Très tôt Ramsès II regarda vers l’Est et commença à envisager des expéditions militaires dans une région qui fut dominée par
l’Égypte jusqu’à Amenhotep III (1390-1353/52). Son père avait
bien repris possession de ces territoires en pays de
Canaan, mais sitôt
son retour en Égypte une partie, au Nord, fut de nouveau perdus. Comme le précise
Thomas Garnet Henry James, la présence des
Hittites dans cette région du Nord de la
Palestine constituait un facteur
important dans un système d’équilibre des pouvoirs en Asie occidentale et l’instabilité
chronique de la région allait inévitablement mener à un conflit entre les deux nations.
==================================================
#### CONSIGNE
Répondez aux questions suivantes sur l'extrait consacré à Ramsès II.
1. Jusqu'à quel souverain la région visée par Ramsès II fut-elle dominée par l'Égypte ?
2. Dans quel pays le père de Ramsès II avait-il repris possession de territoires ?
3. D'après Thomas Garnet Henry James, quel peuple présent dans le Nord de la Palestine constituait un facteur important de l'équilibre des pouvoirs en Asie occidentale ?

Quelques enregistrements
==================================================
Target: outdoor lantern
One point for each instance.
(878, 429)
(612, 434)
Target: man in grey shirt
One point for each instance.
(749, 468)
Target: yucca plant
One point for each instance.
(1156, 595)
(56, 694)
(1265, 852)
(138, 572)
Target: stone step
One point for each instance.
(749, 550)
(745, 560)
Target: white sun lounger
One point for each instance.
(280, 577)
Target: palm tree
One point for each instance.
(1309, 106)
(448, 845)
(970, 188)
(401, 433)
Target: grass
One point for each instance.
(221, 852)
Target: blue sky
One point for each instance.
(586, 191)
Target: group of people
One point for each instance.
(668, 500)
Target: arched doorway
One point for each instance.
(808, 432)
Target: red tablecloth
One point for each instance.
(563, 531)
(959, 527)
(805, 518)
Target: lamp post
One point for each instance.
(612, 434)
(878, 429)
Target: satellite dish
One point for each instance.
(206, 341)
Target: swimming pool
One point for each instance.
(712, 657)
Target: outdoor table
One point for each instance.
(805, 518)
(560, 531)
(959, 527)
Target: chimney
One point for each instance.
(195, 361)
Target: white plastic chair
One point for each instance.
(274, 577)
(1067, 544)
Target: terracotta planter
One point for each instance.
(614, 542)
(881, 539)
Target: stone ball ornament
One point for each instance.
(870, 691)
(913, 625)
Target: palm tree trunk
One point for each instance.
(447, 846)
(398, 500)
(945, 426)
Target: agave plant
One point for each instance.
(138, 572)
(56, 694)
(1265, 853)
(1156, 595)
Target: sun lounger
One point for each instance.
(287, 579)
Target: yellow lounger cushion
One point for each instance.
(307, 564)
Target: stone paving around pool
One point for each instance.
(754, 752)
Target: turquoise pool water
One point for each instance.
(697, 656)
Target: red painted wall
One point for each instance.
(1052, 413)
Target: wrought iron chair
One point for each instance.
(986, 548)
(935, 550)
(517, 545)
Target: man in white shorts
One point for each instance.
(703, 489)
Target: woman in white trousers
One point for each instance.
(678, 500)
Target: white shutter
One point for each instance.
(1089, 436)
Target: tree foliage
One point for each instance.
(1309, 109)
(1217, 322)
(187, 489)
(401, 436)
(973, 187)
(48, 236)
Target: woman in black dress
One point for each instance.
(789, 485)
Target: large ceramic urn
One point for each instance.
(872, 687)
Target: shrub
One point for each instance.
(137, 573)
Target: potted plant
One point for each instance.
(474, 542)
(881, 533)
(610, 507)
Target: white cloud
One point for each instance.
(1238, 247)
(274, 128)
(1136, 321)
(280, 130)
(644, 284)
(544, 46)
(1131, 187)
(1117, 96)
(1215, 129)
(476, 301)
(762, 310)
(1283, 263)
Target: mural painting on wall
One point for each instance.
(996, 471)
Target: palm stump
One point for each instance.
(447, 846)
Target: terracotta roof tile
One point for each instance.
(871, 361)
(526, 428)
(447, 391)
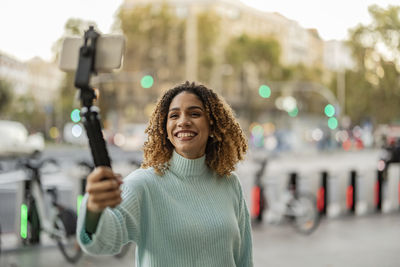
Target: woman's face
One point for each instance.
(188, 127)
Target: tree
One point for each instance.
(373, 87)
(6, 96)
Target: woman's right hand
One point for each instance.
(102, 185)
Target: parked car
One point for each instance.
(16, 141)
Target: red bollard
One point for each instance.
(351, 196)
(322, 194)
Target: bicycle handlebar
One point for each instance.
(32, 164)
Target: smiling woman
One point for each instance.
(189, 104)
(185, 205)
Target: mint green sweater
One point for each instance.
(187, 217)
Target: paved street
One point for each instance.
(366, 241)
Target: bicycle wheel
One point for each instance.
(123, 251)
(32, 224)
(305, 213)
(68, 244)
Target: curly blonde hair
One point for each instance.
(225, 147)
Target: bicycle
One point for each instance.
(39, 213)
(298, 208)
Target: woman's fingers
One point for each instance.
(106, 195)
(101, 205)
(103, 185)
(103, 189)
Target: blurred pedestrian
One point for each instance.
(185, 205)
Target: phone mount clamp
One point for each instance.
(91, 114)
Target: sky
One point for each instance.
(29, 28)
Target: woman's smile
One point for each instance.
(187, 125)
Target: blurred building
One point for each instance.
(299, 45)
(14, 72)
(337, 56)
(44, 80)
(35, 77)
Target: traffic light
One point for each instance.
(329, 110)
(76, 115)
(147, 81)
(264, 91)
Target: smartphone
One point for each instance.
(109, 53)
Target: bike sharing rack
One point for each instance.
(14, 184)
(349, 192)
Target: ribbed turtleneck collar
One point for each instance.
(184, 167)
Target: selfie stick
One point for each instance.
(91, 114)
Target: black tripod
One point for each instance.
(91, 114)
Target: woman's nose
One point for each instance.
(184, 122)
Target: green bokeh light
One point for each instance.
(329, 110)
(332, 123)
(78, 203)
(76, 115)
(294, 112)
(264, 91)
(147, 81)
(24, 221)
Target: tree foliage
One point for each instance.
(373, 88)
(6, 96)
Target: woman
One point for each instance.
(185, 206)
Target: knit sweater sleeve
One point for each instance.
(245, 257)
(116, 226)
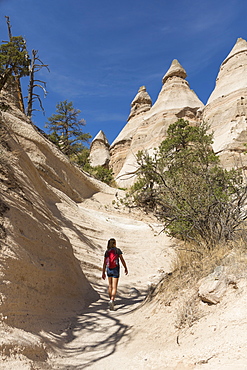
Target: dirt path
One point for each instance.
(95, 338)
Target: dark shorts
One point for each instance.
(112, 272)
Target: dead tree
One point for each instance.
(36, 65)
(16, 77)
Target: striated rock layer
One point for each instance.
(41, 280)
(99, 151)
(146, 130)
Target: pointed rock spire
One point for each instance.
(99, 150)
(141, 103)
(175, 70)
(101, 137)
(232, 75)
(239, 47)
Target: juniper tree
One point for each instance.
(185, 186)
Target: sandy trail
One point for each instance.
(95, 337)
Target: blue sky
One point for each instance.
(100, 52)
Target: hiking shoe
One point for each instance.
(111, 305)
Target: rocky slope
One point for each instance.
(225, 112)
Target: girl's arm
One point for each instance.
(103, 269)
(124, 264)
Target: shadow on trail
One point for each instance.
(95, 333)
==================================================
#### RÉPONSE RÉDIGÉE
1. Jusqu'à Amenhotep III (1390-1353/52).
2. En pays de Canaan.
3. Les Hittites.